→ **Dataset content**
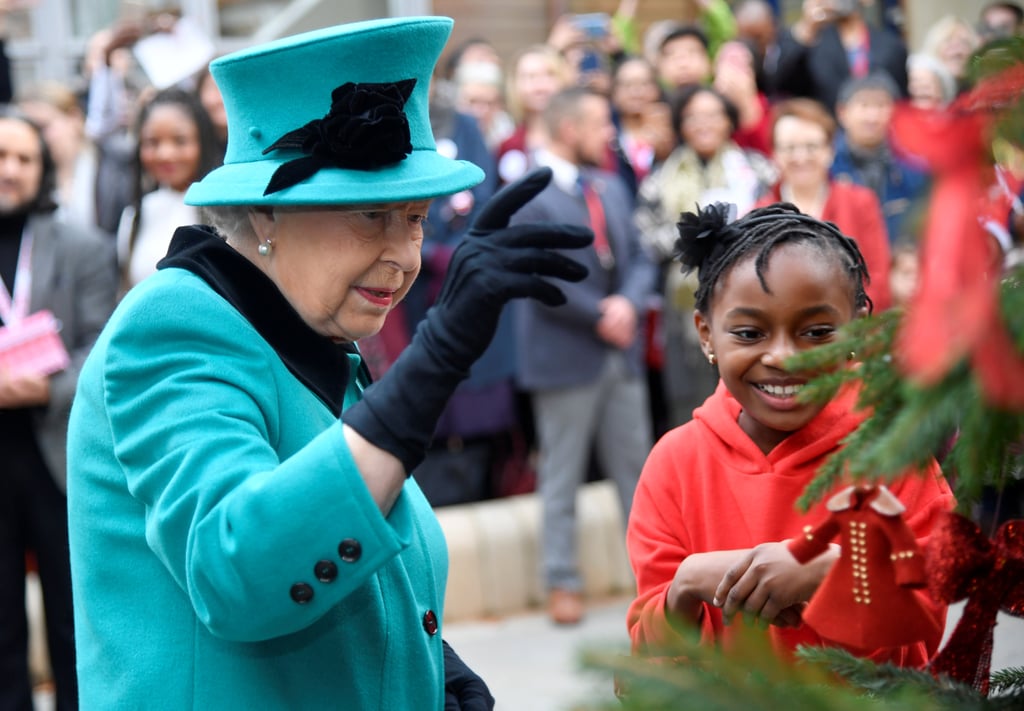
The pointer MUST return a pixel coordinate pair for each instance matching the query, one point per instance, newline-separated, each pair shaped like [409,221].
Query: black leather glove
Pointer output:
[464,691]
[495,263]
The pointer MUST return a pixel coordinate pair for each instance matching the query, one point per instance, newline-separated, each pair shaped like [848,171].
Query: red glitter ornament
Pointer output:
[962,562]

→ **Given task**
Copy the records above word for word, leaving out the pictures.

→ **Solution for this problem**
The pointer MUST return a pixel coordinate pair for each instance matching the query, one point per instance, newline-separated, each pair shaped like [409,221].
Query: black leather glove
Pointer output:
[464,691]
[495,263]
The pointer MUST return a pixel coordinate pair for each instance matching the query, one point per instance, newline-separated, each pair shaped like [848,171].
Query: red glitter ornament
Pointer output:
[962,562]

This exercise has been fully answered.